(Labeled-object pointing entries)
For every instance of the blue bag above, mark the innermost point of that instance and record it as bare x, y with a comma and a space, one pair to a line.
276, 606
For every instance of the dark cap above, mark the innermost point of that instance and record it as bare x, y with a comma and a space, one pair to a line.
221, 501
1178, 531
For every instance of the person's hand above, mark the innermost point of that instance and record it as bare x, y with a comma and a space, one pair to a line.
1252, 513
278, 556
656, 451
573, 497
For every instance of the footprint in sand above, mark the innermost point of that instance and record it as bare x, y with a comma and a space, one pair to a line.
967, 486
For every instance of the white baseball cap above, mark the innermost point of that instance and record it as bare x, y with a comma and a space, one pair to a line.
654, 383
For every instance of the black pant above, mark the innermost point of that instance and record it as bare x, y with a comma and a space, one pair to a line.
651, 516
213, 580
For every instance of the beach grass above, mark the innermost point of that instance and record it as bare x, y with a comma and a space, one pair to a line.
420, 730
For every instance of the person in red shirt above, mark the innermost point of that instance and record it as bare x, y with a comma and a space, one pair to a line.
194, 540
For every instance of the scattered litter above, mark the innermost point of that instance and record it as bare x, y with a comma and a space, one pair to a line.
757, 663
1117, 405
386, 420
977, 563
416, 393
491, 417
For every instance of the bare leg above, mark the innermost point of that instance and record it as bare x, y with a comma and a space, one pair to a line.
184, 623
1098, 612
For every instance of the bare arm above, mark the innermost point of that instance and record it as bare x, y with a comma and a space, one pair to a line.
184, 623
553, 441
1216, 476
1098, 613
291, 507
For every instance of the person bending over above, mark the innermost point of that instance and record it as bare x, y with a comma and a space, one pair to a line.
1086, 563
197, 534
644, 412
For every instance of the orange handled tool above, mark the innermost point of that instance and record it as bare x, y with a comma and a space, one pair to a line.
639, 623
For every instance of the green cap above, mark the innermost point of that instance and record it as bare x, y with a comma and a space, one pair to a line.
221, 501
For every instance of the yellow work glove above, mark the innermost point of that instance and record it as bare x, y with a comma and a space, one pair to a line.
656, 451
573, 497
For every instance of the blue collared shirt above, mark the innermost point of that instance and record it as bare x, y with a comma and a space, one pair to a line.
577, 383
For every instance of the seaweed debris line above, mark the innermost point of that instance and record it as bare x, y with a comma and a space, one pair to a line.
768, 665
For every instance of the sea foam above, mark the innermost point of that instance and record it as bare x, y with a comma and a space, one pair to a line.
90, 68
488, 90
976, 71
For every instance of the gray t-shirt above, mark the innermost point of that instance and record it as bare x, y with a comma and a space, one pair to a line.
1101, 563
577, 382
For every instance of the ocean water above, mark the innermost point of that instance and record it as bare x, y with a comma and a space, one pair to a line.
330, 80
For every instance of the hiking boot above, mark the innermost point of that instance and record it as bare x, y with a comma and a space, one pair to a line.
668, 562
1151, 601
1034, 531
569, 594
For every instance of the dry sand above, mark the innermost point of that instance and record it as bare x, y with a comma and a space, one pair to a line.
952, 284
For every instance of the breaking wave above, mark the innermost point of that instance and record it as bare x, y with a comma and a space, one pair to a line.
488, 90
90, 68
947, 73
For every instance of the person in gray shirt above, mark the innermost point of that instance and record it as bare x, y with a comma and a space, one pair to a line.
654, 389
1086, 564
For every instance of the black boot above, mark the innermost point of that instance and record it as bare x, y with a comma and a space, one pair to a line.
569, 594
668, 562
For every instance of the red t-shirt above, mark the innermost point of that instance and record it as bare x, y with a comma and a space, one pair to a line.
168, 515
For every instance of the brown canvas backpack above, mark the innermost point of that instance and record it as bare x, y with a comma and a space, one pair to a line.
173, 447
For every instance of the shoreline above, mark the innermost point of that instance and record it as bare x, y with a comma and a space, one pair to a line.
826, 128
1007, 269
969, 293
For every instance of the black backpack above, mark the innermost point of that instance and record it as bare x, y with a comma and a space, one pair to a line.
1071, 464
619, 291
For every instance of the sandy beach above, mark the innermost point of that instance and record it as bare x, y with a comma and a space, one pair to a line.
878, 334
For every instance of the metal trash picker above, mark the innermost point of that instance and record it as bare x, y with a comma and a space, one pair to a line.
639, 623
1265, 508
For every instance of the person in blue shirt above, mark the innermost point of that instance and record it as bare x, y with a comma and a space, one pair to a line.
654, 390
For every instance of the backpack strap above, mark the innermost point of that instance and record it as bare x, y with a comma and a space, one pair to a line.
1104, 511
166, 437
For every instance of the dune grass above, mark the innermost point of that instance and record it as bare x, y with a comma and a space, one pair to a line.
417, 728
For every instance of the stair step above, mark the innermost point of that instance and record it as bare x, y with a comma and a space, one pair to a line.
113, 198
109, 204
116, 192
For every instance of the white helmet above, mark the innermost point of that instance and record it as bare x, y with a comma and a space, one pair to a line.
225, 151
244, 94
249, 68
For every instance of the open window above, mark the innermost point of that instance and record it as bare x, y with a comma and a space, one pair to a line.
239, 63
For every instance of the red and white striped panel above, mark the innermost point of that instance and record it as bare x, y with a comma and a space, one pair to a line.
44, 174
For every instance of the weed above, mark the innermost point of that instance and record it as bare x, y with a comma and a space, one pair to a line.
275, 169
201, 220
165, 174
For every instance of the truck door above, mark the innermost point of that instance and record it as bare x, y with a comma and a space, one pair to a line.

■ PROMPT ■
Repeat exactly the lines starting at the line with "For every instance of the white helmet" and ending with the final line of the entries. Include nothing else.

■ EXERCISE SOLUTION ■
For every instance of the white helmet above, mark the innermost point of that instance and record it as bare x, y with a comma and a space, one pair to a line.
225, 151
244, 94
249, 68
For every instance of the open window above, mark the innermost point of that instance and record it as bare x, y with a comma and a space, one pair to a line.
239, 63
For every instance of the red and white striped panel above, mark the innermost point of that instance and record it as bare x, y with a comma and a space, one pair to a line.
44, 174
For every instance of the weed above, mark the innermost point of that instance and record it as bare x, y with a comma and a space, one pair to a line.
275, 169
201, 220
165, 174
For every instance of the truck door above, mark the innermost point of that instance and record it as bare x, y with a comma and a space, one pair to a line.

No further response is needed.